_Required action_. Without changing anything, transcribe all of the entries.

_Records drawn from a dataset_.
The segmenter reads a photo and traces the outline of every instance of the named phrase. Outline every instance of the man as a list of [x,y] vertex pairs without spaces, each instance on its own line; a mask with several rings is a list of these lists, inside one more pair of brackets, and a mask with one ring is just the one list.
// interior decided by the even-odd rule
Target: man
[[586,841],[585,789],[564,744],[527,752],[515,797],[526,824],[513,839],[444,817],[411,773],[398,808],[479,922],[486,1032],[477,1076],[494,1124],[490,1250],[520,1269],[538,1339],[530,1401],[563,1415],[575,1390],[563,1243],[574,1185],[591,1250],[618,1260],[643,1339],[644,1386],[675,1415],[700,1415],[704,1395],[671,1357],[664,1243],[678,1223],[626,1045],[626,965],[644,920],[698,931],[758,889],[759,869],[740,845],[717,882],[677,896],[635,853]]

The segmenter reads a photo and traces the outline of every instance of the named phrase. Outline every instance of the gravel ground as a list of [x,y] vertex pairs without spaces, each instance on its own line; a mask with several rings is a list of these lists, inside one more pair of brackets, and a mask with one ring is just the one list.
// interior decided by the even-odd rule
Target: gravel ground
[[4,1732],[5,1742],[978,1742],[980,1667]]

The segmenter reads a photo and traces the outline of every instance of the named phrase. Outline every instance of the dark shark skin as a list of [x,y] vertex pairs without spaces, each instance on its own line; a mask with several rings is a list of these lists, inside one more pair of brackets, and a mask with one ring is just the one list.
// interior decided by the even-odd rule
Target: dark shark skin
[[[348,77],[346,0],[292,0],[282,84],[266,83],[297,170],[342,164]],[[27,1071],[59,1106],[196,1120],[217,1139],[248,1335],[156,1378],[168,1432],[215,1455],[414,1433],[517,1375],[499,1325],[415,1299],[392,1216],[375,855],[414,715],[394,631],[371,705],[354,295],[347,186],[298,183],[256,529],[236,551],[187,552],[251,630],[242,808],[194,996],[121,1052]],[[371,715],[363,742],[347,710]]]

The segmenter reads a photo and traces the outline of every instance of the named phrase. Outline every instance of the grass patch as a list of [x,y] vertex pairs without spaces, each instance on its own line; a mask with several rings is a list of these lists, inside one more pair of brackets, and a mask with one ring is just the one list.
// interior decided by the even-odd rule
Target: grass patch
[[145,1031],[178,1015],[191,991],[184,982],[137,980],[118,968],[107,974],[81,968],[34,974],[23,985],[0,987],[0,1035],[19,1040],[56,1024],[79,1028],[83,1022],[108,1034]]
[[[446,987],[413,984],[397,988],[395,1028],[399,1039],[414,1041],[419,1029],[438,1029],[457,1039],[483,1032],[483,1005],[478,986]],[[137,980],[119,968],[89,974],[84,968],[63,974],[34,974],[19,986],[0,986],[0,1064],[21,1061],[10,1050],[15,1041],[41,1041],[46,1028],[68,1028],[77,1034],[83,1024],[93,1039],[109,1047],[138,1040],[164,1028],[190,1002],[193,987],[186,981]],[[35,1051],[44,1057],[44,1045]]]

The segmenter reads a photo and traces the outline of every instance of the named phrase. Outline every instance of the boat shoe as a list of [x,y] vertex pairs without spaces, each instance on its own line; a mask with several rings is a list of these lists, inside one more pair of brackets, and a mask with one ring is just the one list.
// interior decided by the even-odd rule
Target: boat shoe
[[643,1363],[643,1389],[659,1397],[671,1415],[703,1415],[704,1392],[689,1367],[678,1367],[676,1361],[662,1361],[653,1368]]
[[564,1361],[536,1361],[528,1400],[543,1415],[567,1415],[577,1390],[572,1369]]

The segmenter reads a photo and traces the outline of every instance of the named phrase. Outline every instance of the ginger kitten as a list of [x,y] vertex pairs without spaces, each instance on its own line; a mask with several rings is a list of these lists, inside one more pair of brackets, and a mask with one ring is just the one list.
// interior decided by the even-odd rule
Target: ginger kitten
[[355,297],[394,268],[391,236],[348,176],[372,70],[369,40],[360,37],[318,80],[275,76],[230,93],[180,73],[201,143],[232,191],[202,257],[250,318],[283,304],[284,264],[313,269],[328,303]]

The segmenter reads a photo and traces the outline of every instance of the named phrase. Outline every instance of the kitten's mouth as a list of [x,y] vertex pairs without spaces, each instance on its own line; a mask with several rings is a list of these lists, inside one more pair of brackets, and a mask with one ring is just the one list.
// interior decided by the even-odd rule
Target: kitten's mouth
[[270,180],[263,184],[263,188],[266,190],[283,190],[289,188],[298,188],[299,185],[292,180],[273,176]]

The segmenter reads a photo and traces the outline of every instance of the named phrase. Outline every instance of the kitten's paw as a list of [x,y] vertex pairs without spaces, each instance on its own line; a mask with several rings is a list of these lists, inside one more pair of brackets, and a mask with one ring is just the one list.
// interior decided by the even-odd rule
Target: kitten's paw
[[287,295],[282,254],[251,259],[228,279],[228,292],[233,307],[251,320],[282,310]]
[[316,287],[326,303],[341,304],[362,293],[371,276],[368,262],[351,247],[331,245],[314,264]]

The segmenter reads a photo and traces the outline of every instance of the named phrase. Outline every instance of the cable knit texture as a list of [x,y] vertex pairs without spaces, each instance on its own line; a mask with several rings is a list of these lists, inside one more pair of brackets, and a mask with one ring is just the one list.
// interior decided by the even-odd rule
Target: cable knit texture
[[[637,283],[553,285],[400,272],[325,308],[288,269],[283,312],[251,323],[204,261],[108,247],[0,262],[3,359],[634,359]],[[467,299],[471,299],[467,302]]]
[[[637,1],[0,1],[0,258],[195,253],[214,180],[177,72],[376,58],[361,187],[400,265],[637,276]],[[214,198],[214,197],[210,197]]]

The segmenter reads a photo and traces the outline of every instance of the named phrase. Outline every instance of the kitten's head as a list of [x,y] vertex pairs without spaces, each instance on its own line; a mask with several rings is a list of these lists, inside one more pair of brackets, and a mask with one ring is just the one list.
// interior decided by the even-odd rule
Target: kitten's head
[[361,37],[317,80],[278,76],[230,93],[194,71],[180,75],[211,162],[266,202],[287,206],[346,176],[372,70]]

_Output for this task_.
The segmenter reads a photo and traces the outline of every instance of the named phrase. Outline every instance of the man as a list of [x,y] vertex pairs without spaces, each instance on its own line; a mask with several rings is a list of these lists, inside one more pair of brackets, and a mask with one ring is just the one list.
// interior decided by the even-odd rule
Target: man
[[586,841],[585,789],[564,744],[527,752],[515,797],[526,824],[513,839],[444,817],[411,773],[398,808],[479,922],[486,1032],[477,1076],[494,1124],[490,1250],[520,1269],[538,1339],[530,1401],[563,1415],[575,1390],[563,1243],[574,1185],[591,1250],[618,1260],[643,1339],[644,1386],[675,1415],[700,1415],[704,1395],[671,1357],[664,1243],[678,1223],[626,1045],[626,965],[644,920],[698,931],[758,889],[759,869],[740,845],[717,882],[677,896],[635,853]]

The segmenter reads a photo and traces the outline of every instance of the named phrase. Outline every instance of the gravel ground as a list of [x,y] vertex pairs without spaces, each instance on its own line; a mask with several rings is a list of these lists, inside one more pair of brackets, and a mask with one ring is just the one list.
// interior decided by the even-odd rule
Target: gravel ground
[[4,1732],[5,1742],[978,1742],[980,1667]]

The segmenter reads a photo and traces the outline of every instance of the named phrase. Outline every instance of the dark shark skin as a list of [x,y] vertex pairs without spaces, each instance on its own line; a mask with several rings is a list of these lists, inside one more pair of brackets, and a mask with one ring is just the one list.
// interior decided by the even-odd rule
Target: dark shark skin
[[[348,77],[346,0],[292,0],[282,84],[266,83],[297,170],[342,164]],[[27,1071],[59,1106],[196,1120],[217,1139],[248,1335],[156,1378],[168,1432],[215,1455],[414,1433],[517,1375],[499,1325],[415,1299],[392,1216],[375,855],[414,715],[394,631],[371,705],[354,295],[347,186],[298,183],[256,529],[236,551],[187,552],[251,630],[242,808],[194,996],[121,1052]],[[371,715],[363,742],[347,710]]]

The segmenter reads a photo and traces the outline of every instance of the named phrase. Outline every instance of the grass patch as a list of [x,y] vertex pairs without spaces, each instance on its own line; a mask with several rings is a list of these lists, inside one more pair of brackets, and a mask with one ring is just the one list.
// interior decided by the even-odd rule
Target: grass patch
[[145,1031],[178,1015],[191,991],[184,982],[137,980],[118,968],[107,974],[81,968],[34,974],[23,985],[0,987],[0,1035],[19,1040],[56,1024],[79,1028],[83,1022],[108,1034]]
[[[446,987],[413,984],[397,988],[395,1028],[399,1039],[414,1041],[419,1029],[438,1029],[457,1039],[483,1032],[483,1005],[478,986]],[[137,980],[119,968],[89,974],[84,968],[63,974],[34,974],[19,986],[0,986],[0,1064],[21,1061],[10,1050],[15,1041],[41,1041],[46,1028],[68,1028],[77,1034],[83,1024],[93,1039],[109,1047],[138,1040],[164,1028],[190,1002],[193,987],[186,981]],[[35,1051],[44,1057],[44,1045]]]

The segmenter reads a photo and traces the outline of every instance of the named phrase. Outline every instance of the boat shoe as a list of [x,y] vertex pairs without spaces, each instance on its own line; a mask with several rings is a list of these lists, inside one more pair of brackets, and a mask with one ring is just the one list.
// interior decided by the even-odd rule
Target: boat shoe
[[643,1363],[643,1389],[659,1397],[671,1415],[703,1415],[704,1392],[689,1367],[678,1367],[676,1361],[662,1361],[653,1368]]
[[564,1361],[536,1361],[528,1400],[543,1415],[567,1415],[577,1390],[572,1369]]

The segmenter reads a photo and traces the outline of every instance of the named phrase. Outline every instance of the ginger kitten as a list of [x,y] vertex pairs without spaces, each instance on its own line; a mask with several rings is a list of these lists, inside one more pair of brackets, and a mask with one ring is just the one list.
// interior decided by the even-odd rule
Target: ginger kitten
[[355,297],[394,268],[391,236],[348,176],[372,70],[369,40],[360,37],[318,80],[275,76],[230,93],[180,73],[201,143],[232,191],[202,257],[250,318],[283,304],[284,264],[313,269],[328,303]]

The segmenter reads a photo and traces the outline of every instance of the named phrase. Outline every instance of the kitten's mouth as a list of [x,y] vertex pairs without spaces, each instance on its own line; a mask with several rings is a list of these lists, inside one more pair of brackets, and a mask with one ring is just the one list.
// interior decided by the even-odd rule
Target: kitten's mouth
[[270,180],[263,184],[263,188],[266,190],[283,190],[289,188],[298,188],[299,185],[292,180],[273,176]]

The segmenter reads a photo and traces the outline of every instance of the named phrase. Outline every instance of the kitten's paw as a list of [x,y] vertex pairs without spaces, each instance on its own line; a mask with several rings is a list of these lists, inside one more pair of brackets, and a mask with one ring is just the one list.
// interior decided by the even-odd rule
Target: kitten's paw
[[287,295],[282,254],[251,259],[228,279],[228,292],[233,307],[251,320],[282,310]]
[[316,287],[326,303],[341,304],[362,293],[371,276],[368,262],[351,247],[331,245],[314,264]]

The segmenter reads a photo and traces the outline of every instance of the named phrase. Outline every instance of the cable knit texture as a list of [x,y] vertex pairs without spaces, each instance on its own line; a mask with several rings is a list of these lists, inside one more pair of brackets, and a mask with one ring is just the one list.
// interior decided by the even-odd rule
Target: cable knit texture
[[[637,283],[553,285],[400,272],[325,308],[288,269],[283,312],[251,323],[204,261],[108,247],[0,262],[3,359],[634,359]],[[467,299],[471,299],[467,302]]]
[[[637,1],[0,1],[0,258],[195,253],[214,180],[177,72],[376,58],[361,187],[400,265],[637,276]],[[214,198],[214,197],[210,197]]]

The segmenter reads a photo and traces the outline of every instance of the named phrase. Outline every instance of the kitten's head as a list of [x,y] vertex pairs without spaces, each instance on its own line; a mask with several rings is a list of these lists, inside one more pair of brackets, and a mask with one ring is just the one list.
// interior decided by the even-odd rule
Target: kitten's head
[[361,37],[317,80],[278,76],[230,93],[194,71],[180,75],[211,162],[266,202],[287,206],[346,176],[372,70]]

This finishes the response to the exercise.